- **Text excerpt**
* * * *
Tag Archives: Thomas Nelson Publishers

The Book I Wanted To Write

The Book that Made Your World How the Bible Created the Soul of Western CivilizationI love books that give the big picture. I also enjoy books that give details and argue over interesting and important minutia. Books that do both tend to be hit or miss, in my experience. The Book That Made Your World does both, and does them pretty well.

The book is thick, but don’t let that deter you. Vishal Mangalwadi argues, in clear and concise prose, for the basis of many specific good attributes of Western Civilization upon the Christian Bible. Addressing the roots of liberty (government and morality), compassion (medicine), the free market (trust), missionary work, education, and several other key aspects of a successful culture, Mangalwadi shows how Western Civilization has done the best job of creating and growing these, and how their current forms and expressions (as distinct from what we may have considered their historic forms) are directly or indirectly attributable to the Bible and Christianity in general, and often, the Reformation in particular.
* * * *
Stored items
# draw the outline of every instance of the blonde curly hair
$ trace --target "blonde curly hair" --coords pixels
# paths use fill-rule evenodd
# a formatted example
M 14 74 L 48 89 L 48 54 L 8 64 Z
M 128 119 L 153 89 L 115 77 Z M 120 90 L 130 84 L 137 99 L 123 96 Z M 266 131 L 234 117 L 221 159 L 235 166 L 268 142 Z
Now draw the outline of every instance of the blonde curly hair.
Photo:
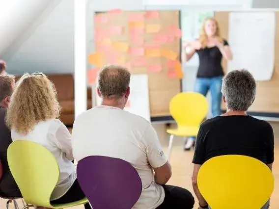
M 38 123 L 58 118 L 60 109 L 52 82 L 41 73 L 26 74 L 16 84 L 6 120 L 10 129 L 26 135 Z

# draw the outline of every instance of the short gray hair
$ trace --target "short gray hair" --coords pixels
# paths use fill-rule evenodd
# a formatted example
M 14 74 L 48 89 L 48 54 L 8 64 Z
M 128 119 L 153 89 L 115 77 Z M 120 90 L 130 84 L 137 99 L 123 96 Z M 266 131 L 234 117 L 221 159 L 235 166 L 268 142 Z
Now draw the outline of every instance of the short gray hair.
M 248 71 L 234 70 L 224 77 L 222 92 L 228 109 L 247 111 L 256 96 L 256 82 Z
M 118 65 L 108 65 L 100 71 L 98 88 L 103 98 L 118 99 L 123 96 L 130 85 L 131 73 Z

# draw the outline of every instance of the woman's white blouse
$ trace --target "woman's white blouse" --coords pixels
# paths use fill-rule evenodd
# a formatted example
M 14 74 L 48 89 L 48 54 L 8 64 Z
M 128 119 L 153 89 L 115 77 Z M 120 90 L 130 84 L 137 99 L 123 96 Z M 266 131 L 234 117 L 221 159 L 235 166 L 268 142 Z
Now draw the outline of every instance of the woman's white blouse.
M 12 129 L 11 136 L 13 141 L 32 141 L 42 145 L 53 154 L 59 165 L 60 176 L 51 200 L 58 199 L 67 192 L 73 185 L 77 175 L 74 164 L 71 161 L 74 159 L 71 134 L 64 124 L 58 119 L 50 119 L 39 122 L 26 135 L 19 134 Z

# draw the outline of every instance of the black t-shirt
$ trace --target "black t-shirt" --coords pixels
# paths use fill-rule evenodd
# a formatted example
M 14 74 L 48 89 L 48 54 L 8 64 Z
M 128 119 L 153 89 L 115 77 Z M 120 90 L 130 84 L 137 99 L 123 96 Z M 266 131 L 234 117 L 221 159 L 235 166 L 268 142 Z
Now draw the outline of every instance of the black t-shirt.
M 223 44 L 228 45 L 225 39 Z M 196 52 L 199 59 L 197 78 L 213 78 L 224 75 L 221 65 L 223 55 L 217 47 L 205 47 L 196 50 Z
M 3 167 L 0 195 L 5 197 L 21 197 L 20 191 L 10 171 L 7 160 L 7 150 L 12 141 L 11 131 L 5 124 L 6 111 L 6 109 L 0 108 L 0 160 Z
M 218 116 L 205 121 L 198 131 L 193 163 L 202 165 L 217 156 L 250 156 L 265 164 L 274 161 L 274 136 L 266 121 L 250 116 Z

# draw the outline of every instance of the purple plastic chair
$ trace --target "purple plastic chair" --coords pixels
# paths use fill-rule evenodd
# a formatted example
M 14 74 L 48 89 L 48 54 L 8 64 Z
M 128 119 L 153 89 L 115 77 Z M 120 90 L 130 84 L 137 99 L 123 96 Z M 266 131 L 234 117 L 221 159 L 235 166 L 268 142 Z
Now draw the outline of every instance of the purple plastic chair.
M 131 209 L 141 193 L 138 172 L 121 159 L 89 156 L 78 162 L 77 173 L 93 209 Z

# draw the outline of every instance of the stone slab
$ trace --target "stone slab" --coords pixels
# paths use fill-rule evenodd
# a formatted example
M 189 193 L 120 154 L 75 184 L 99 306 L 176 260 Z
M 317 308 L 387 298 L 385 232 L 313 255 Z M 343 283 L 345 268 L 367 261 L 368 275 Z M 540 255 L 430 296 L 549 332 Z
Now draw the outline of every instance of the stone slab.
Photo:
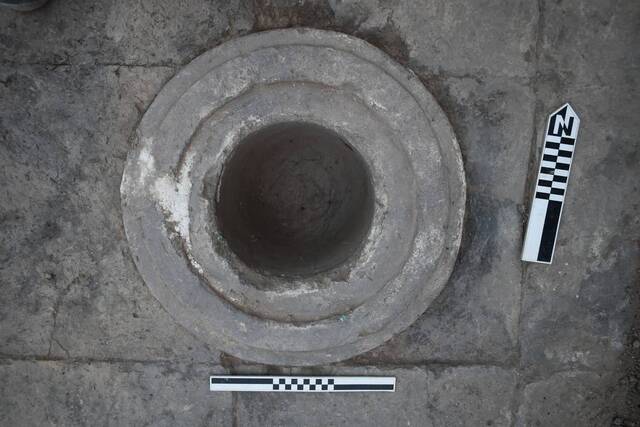
M 176 65 L 251 27 L 240 1 L 48 2 L 30 13 L 2 10 L 3 62 Z
M 122 226 L 128 140 L 172 73 L 0 71 L 1 353 L 217 360 L 151 296 Z
M 204 365 L 0 361 L 0 424 L 232 425 Z
M 515 376 L 500 368 L 326 368 L 324 374 L 395 376 L 396 392 L 238 393 L 238 424 L 507 426 L 512 419 Z
M 504 78 L 423 81 L 448 113 L 465 159 L 465 237 L 436 303 L 364 359 L 504 362 L 517 348 L 533 92 Z
M 608 373 L 557 373 L 524 388 L 515 425 L 622 425 L 613 423 L 616 417 L 612 401 L 617 397 L 612 394 L 611 375 Z
M 553 264 L 526 271 L 522 356 L 535 372 L 615 369 L 637 310 L 640 10 L 609 6 L 545 3 L 537 159 L 558 106 L 570 102 L 581 127 Z M 561 31 L 560 17 L 572 25 Z

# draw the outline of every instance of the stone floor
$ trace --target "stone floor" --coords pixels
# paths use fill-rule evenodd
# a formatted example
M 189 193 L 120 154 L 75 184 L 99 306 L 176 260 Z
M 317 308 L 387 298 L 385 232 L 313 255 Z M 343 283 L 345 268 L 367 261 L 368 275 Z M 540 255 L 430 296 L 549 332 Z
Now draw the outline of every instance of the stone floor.
M 162 85 L 233 37 L 311 26 L 413 70 L 465 159 L 439 299 L 355 359 L 257 366 L 139 277 L 120 179 Z M 640 426 L 640 2 L 51 0 L 0 10 L 0 425 Z M 519 261 L 546 116 L 582 120 L 554 263 Z M 384 374 L 390 394 L 218 393 L 212 373 Z

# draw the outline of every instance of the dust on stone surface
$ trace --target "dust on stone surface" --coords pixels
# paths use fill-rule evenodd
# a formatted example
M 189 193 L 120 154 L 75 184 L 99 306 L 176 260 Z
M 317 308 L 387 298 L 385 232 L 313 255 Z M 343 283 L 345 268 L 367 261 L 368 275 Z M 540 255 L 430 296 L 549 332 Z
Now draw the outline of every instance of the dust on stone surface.
M 609 134 L 588 128 L 581 133 L 576 167 L 598 158 L 583 176 L 597 175 L 602 181 L 589 181 L 584 188 L 570 186 L 569 192 L 579 189 L 580 198 L 593 196 L 587 207 L 591 216 L 602 216 L 605 246 L 615 250 L 620 238 L 635 236 L 637 253 L 637 186 L 620 177 L 635 176 L 637 169 L 639 129 L 630 117 L 637 117 L 638 104 L 626 103 L 630 113 L 625 116 L 618 111 L 618 101 L 609 102 L 624 99 L 637 87 L 637 70 L 629 67 L 638 58 L 633 48 L 638 41 L 637 2 L 613 7 L 606 1 L 542 0 L 533 4 L 531 16 L 523 2 L 497 3 L 512 19 L 494 11 L 487 18 L 479 6 L 462 1 L 409 3 L 256 0 L 214 6 L 196 1 L 200 9 L 189 16 L 182 12 L 196 6 L 176 4 L 181 13 L 175 13 L 173 2 L 149 1 L 128 14 L 122 13 L 130 8 L 128 2 L 116 0 L 77 5 L 52 0 L 33 14 L 0 10 L 0 44 L 6 49 L 0 54 L 0 423 L 48 420 L 71 425 L 120 417 L 114 423 L 305 425 L 320 419 L 337 424 L 353 410 L 363 414 L 352 420 L 354 424 L 366 419 L 368 424 L 389 425 L 398 418 L 384 418 L 385 414 L 403 412 L 406 420 L 418 425 L 455 425 L 462 413 L 471 414 L 472 425 L 518 421 L 536 425 L 535 418 L 526 414 L 538 410 L 541 416 L 549 414 L 548 425 L 558 425 L 560 420 L 571 420 L 563 418 L 566 414 L 597 410 L 603 420 L 600 425 L 640 425 L 637 267 L 631 262 L 602 266 L 607 256 L 598 252 L 575 268 L 562 269 L 558 262 L 522 274 L 516 253 L 520 242 L 509 247 L 513 256 L 500 252 L 500 247 L 521 238 L 505 230 L 521 227 L 526 215 L 518 206 L 526 205 L 524 200 L 530 197 L 524 191 L 527 171 L 513 170 L 518 197 L 483 174 L 495 169 L 496 162 L 503 167 L 520 159 L 519 151 L 509 150 L 516 144 L 524 144 L 526 153 L 537 156 L 531 144 L 539 142 L 536 132 L 544 125 L 543 116 L 559 103 L 577 99 L 579 114 L 586 114 L 592 124 L 598 121 Z M 197 16 L 201 11 L 203 16 Z M 469 11 L 473 20 L 466 14 Z M 536 34 L 525 27 L 514 29 L 512 22 L 532 22 L 537 32 L 544 33 L 539 46 Z M 456 39 L 456 23 L 475 37 L 467 33 L 463 40 Z M 368 396 L 318 404 L 306 398 L 207 394 L 201 383 L 216 370 L 246 374 L 292 370 L 219 355 L 177 326 L 138 277 L 122 230 L 118 186 L 128 139 L 136 118 L 176 66 L 239 34 L 300 26 L 362 37 L 408 65 L 443 107 L 465 158 L 467 215 L 474 217 L 466 220 L 455 282 L 409 331 L 381 349 L 337 366 L 306 371 L 379 373 L 382 368 L 412 391 L 403 394 L 397 406 Z M 434 37 L 430 28 L 453 30 Z M 487 44 L 496 39 L 502 43 Z M 585 48 L 585 43 L 591 45 Z M 467 59 L 462 60 L 460 52 Z M 483 57 L 497 64 L 495 68 L 483 63 Z M 537 69 L 527 68 L 536 63 Z M 500 80 L 504 75 L 498 77 L 503 68 L 506 80 Z M 528 99 L 534 86 L 534 97 Z M 483 92 L 483 87 L 489 89 Z M 598 92 L 601 87 L 609 93 Z M 588 96 L 580 94 L 585 91 Z M 518 112 L 517 121 L 509 120 L 504 106 L 513 109 L 516 104 L 537 104 L 538 120 L 529 110 Z M 599 105 L 605 111 L 593 114 Z M 611 116 L 620 118 L 615 121 Z M 474 126 L 478 123 L 486 126 Z M 516 126 L 528 127 L 527 140 L 524 133 L 505 130 Z M 505 139 L 513 143 L 501 144 Z M 477 147 L 483 144 L 493 147 L 486 150 L 490 155 L 479 153 L 484 150 Z M 583 151 L 590 145 L 597 145 L 604 155 Z M 608 209 L 607 193 L 624 193 L 634 202 L 622 206 L 616 199 L 615 209 Z M 588 257 L 585 246 L 595 238 L 566 234 L 567 229 L 580 228 L 582 223 L 576 221 L 585 221 L 577 216 L 575 205 L 567 206 L 563 215 L 561 238 L 575 253 L 562 262 L 573 265 Z M 571 224 L 576 227 L 566 227 Z M 499 240 L 492 238 L 496 232 L 503 233 Z M 497 270 L 505 265 L 512 267 L 509 274 Z M 599 276 L 585 283 L 594 266 L 601 269 L 596 272 Z M 627 275 L 621 278 L 614 270 Z M 483 284 L 482 277 L 491 277 L 490 283 Z M 533 332 L 519 328 L 518 341 L 512 343 L 508 334 L 497 331 L 508 329 L 511 323 L 504 320 L 508 309 L 519 304 L 507 289 L 516 289 L 519 297 L 521 287 L 529 301 L 522 305 L 522 317 L 533 320 L 532 329 L 544 325 L 547 330 L 534 331 L 539 339 L 528 339 Z M 559 293 L 573 287 L 595 298 L 590 306 L 602 304 L 607 309 L 598 313 L 569 304 L 576 300 L 575 293 Z M 609 287 L 614 289 L 608 292 Z M 492 293 L 495 289 L 500 292 Z M 607 300 L 608 294 L 628 299 L 626 317 L 608 317 L 617 302 L 622 303 Z M 610 379 L 599 376 L 604 372 L 600 368 L 589 368 L 580 360 L 562 366 L 552 361 L 553 369 L 547 366 L 552 355 L 546 356 L 544 350 L 553 344 L 551 333 L 565 326 L 537 320 L 553 314 L 549 310 L 558 301 L 567 302 L 559 307 L 569 310 L 566 319 L 576 319 L 575 325 L 587 325 L 599 316 L 602 323 L 596 323 L 596 329 L 609 323 L 622 334 L 623 347 L 616 349 L 608 344 L 607 330 L 584 332 L 586 340 L 604 343 L 593 350 L 593 360 L 615 362 L 606 370 Z M 533 359 L 522 358 L 529 351 L 541 355 L 543 369 L 530 369 L 527 364 Z M 505 353 L 508 357 L 501 357 Z M 431 369 L 434 366 L 445 369 Z M 535 375 L 520 376 L 522 372 Z M 586 402 L 568 399 L 577 386 L 562 388 L 566 384 L 562 375 L 573 378 L 576 372 L 580 375 L 571 379 L 576 381 L 572 384 L 582 382 L 585 390 L 611 391 L 611 396 L 591 393 Z M 518 384 L 512 381 L 513 374 Z M 547 392 L 547 385 L 561 393 Z M 505 397 L 511 395 L 514 404 Z M 611 401 L 613 397 L 617 400 Z M 555 405 L 565 401 L 569 407 Z M 107 402 L 115 402 L 113 408 L 118 410 Z M 584 425 L 589 422 L 595 425 L 593 420 Z

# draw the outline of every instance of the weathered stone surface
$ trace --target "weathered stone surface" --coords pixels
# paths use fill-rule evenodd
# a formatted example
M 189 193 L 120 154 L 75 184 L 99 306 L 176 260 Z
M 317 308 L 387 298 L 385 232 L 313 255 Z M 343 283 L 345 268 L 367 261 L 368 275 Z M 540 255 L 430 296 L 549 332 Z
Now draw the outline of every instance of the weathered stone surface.
M 564 102 L 581 127 L 553 264 L 526 272 L 522 356 L 538 372 L 614 369 L 638 301 L 640 104 L 630 88 L 640 55 L 628 46 L 640 10 L 605 4 L 545 9 L 536 156 L 547 114 Z M 558 33 L 564 12 L 575 25 Z
M 0 352 L 212 360 L 131 262 L 128 139 L 169 68 L 4 67 Z
M 614 423 L 611 375 L 562 372 L 533 382 L 524 389 L 518 426 L 609 426 Z
M 470 198 L 465 239 L 449 285 L 433 308 L 365 358 L 505 361 L 514 355 L 517 340 L 519 207 L 528 171 L 533 94 L 501 78 L 424 81 L 449 113 L 465 158 Z
M 527 77 L 538 10 L 530 1 L 331 1 L 358 29 L 398 34 L 412 68 L 431 73 Z M 499 46 L 499 48 L 497 48 Z
M 514 371 L 458 367 L 427 371 L 427 422 L 433 426 L 510 426 Z
M 493 367 L 447 369 L 327 368 L 331 375 L 396 377 L 396 392 L 238 393 L 242 426 L 508 426 L 513 372 Z
M 2 61 L 171 65 L 251 28 L 239 1 L 50 1 L 31 13 L 2 10 Z
M 0 424 L 232 425 L 230 393 L 209 392 L 207 366 L 0 362 Z

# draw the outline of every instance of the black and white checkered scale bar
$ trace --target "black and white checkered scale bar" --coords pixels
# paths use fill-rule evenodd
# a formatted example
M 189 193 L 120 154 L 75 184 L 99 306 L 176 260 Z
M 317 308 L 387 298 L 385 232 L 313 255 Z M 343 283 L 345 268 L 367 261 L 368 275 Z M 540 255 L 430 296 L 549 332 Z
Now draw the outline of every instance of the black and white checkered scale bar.
M 580 119 L 569 104 L 549 116 L 522 260 L 550 264 L 567 191 Z
M 395 391 L 395 377 L 307 377 L 214 375 L 211 391 L 371 392 Z

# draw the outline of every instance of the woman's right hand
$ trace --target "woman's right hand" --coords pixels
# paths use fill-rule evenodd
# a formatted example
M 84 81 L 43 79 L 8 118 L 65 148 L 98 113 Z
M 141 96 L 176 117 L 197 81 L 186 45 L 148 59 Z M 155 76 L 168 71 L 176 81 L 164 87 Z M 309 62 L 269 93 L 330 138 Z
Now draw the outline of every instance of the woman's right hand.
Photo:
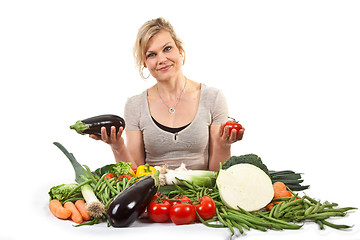
M 124 128 L 120 127 L 119 131 L 116 133 L 115 126 L 111 126 L 110 136 L 107 135 L 106 128 L 101 128 L 101 137 L 90 134 L 89 136 L 95 140 L 102 140 L 103 142 L 109 144 L 113 150 L 119 151 L 122 147 L 125 146 L 124 138 L 122 137 L 122 133 L 124 132 Z

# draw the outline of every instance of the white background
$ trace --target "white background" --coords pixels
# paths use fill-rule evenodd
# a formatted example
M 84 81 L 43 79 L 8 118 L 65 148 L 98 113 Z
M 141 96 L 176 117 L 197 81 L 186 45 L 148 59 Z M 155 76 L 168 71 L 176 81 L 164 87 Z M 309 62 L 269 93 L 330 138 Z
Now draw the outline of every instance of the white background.
M 233 155 L 302 172 L 308 195 L 359 207 L 359 12 L 358 1 L 1 1 L 0 239 L 229 237 L 201 224 L 74 228 L 47 208 L 48 190 L 74 179 L 52 142 L 91 169 L 114 161 L 106 144 L 69 126 L 121 116 L 128 97 L 155 83 L 139 77 L 132 47 L 159 16 L 185 43 L 186 76 L 220 88 L 246 128 Z M 360 239 L 359 211 L 334 222 L 356 225 L 252 230 L 245 239 Z

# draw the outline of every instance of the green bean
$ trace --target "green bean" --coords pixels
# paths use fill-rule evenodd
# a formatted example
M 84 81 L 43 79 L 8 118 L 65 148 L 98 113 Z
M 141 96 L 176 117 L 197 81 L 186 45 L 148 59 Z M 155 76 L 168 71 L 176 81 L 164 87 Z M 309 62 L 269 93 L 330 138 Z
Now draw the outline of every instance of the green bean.
M 94 182 L 96 182 L 96 179 L 94 178 L 94 175 L 92 174 L 92 172 L 90 171 L 90 168 L 86 165 L 83 165 L 85 168 L 85 174 L 87 175 L 88 178 L 90 178 L 91 180 L 93 180 Z
M 271 217 L 267 217 L 267 216 L 263 216 L 264 218 L 266 218 L 269 221 L 275 222 L 280 224 L 281 226 L 283 226 L 284 228 L 287 229 L 299 229 L 301 228 L 300 225 L 294 224 L 294 223 L 289 223 L 280 219 L 276 219 L 276 218 L 271 218 Z
M 315 199 L 309 197 L 308 195 L 305 195 L 304 198 L 306 198 L 307 200 L 309 200 L 312 204 L 317 204 L 318 201 L 316 201 Z
M 281 209 L 281 206 L 282 206 L 283 204 L 284 204 L 284 202 L 281 202 L 281 203 L 276 204 L 276 205 L 274 206 L 275 210 L 274 210 L 273 215 L 274 215 L 275 218 L 280 217 L 280 209 Z
M 81 226 L 85 226 L 85 225 L 94 225 L 94 224 L 98 224 L 99 223 L 99 218 L 94 218 L 92 219 L 91 221 L 87 221 L 87 222 L 84 222 L 84 223 L 80 223 L 80 224 L 77 224 L 77 225 L 74 225 L 74 227 L 81 227 Z
M 105 181 L 104 181 L 104 182 L 101 183 L 100 189 L 99 189 L 98 192 L 99 192 L 99 193 L 103 192 L 103 191 L 105 190 L 105 188 L 106 188 L 106 183 L 105 183 Z
M 229 212 L 229 211 L 228 211 Z M 232 212 L 230 212 L 232 213 Z M 243 220 L 246 220 L 246 223 L 250 223 L 252 224 L 252 228 L 257 228 L 256 225 L 260 225 L 262 227 L 268 227 L 269 226 L 269 223 L 266 222 L 264 219 L 261 219 L 259 217 L 256 217 L 256 216 L 249 216 L 249 215 L 246 215 L 244 213 L 234 213 L 232 216 L 236 216 L 238 220 L 240 219 L 243 219 Z M 231 214 L 227 217 L 231 217 Z M 234 219 L 235 220 L 235 219 Z
M 346 211 L 355 210 L 355 209 L 357 209 L 357 208 L 354 208 L 354 207 L 336 208 L 336 209 L 327 208 L 327 209 L 323 209 L 321 212 L 346 212 Z
M 105 182 L 105 184 L 106 184 L 106 182 Z M 104 189 L 104 194 L 105 194 L 106 197 L 109 197 L 109 187 L 107 186 L 107 184 L 106 184 L 105 189 Z
M 122 191 L 121 185 L 120 185 L 120 181 L 117 181 L 117 182 L 116 182 L 116 189 L 117 189 L 118 192 L 121 192 L 121 191 Z
M 110 195 L 111 192 L 113 192 L 115 195 L 117 195 L 117 194 L 120 193 L 120 192 L 116 191 L 116 190 L 113 188 L 113 186 L 111 185 L 110 181 L 107 180 L 106 178 L 105 178 L 105 183 L 106 183 L 107 187 L 108 187 L 109 190 L 110 190 L 109 195 Z
M 226 221 L 224 221 L 224 219 L 220 216 L 219 210 L 217 208 L 216 208 L 216 215 L 219 221 L 230 229 L 231 235 L 234 235 L 235 234 L 234 228 L 231 226 L 231 224 L 228 224 Z
M 176 187 L 176 189 L 178 189 L 178 190 L 180 191 L 181 194 L 186 193 L 186 191 L 185 191 L 184 189 L 182 189 L 179 185 L 177 185 L 177 184 L 175 184 L 175 183 L 173 183 L 173 184 L 174 184 L 174 186 Z
M 308 215 L 312 212 L 312 210 L 313 210 L 314 208 L 315 208 L 314 206 L 308 207 L 308 208 L 305 210 L 304 216 L 308 216 Z
M 281 210 L 284 210 L 284 209 L 286 209 L 286 208 L 288 208 L 288 207 L 291 207 L 291 206 L 293 206 L 293 205 L 296 205 L 296 204 L 298 204 L 298 203 L 302 203 L 303 201 L 304 201 L 304 200 L 303 200 L 302 198 L 300 198 L 300 199 L 297 199 L 297 200 L 293 200 L 293 201 L 286 202 L 286 203 L 284 203 L 284 204 L 281 206 L 280 211 L 281 211 Z
M 321 221 L 321 220 L 316 220 L 316 223 L 319 225 L 319 228 L 320 228 L 321 230 L 324 229 L 324 223 L 323 223 L 323 221 Z
M 222 212 L 226 214 L 225 208 L 221 208 Z M 225 221 L 228 223 L 228 225 L 231 227 L 230 231 L 232 232 L 232 235 L 235 234 L 233 224 L 231 223 L 230 219 L 225 219 Z
M 283 197 L 283 198 L 274 198 L 272 202 L 280 202 L 280 201 L 288 201 L 291 197 Z
M 177 177 L 175 177 L 175 179 L 178 180 L 179 182 L 181 182 L 185 187 L 187 187 L 189 189 L 194 189 L 194 186 L 190 182 L 188 182 L 184 179 L 179 179 Z
M 236 227 L 236 228 L 239 230 L 239 232 L 240 232 L 241 234 L 244 233 L 244 229 L 242 229 L 242 227 L 240 226 L 240 224 L 238 224 L 235 220 L 230 220 L 230 222 L 231 222 L 231 224 L 232 224 L 234 227 Z
M 251 213 L 249 213 L 249 212 L 246 211 L 245 209 L 243 209 L 243 208 L 241 208 L 241 207 L 239 207 L 239 206 L 237 206 L 237 208 L 238 208 L 241 212 L 243 212 L 244 214 L 246 214 L 246 215 L 248 215 L 248 216 L 253 216 Z
M 322 223 L 326 226 L 335 228 L 335 229 L 343 229 L 343 228 L 351 228 L 351 226 L 348 225 L 338 225 L 338 224 L 334 224 L 334 223 L 330 223 L 328 221 L 322 220 Z
M 319 208 L 320 208 L 320 202 L 317 202 L 311 213 L 317 213 L 319 211 Z
M 84 186 L 84 185 L 86 185 L 86 184 L 88 184 L 88 183 L 90 183 L 90 182 L 91 182 L 91 180 L 88 179 L 87 181 L 84 181 L 84 182 L 78 184 L 75 188 L 73 188 L 73 189 L 67 194 L 67 197 L 70 197 L 75 191 L 79 190 L 79 188 L 81 188 L 82 186 Z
* * * *
Reproduce the review of The Book That Made Your World word for word, in full.

Tag Archives: Thomas Nelson Publishers

The Book I Wanted To Write

The Book that Made Your World How the Bible Created the Soul of Western CivilizationI love books that give the big picture. I also enjoy books that give details and argue over interesting and important minutia. Books that do both tend to be hit or miss, in my experience. The Book That Made Your World does both, and does them pretty well.

The book is thick, but don’t let that deter you. Vishal Mangalwadi argues, in clear and concise prose, for the basis of many specific good attributes of Western Civilization upon the Christian Bible. Addressing the roots of liberty (government and morality), compassion (medicine), the free market (trust), missionary work, education, and several other key aspects of a successful culture, Mangalwadi shows how Western Civilization has done the best job of creating and growing these, and how their current forms and expressions (as distinct from what we may have considered their historic forms) are directly or indirectly attributable to the Bible and Christianity in general, and often, the Reformation in particular.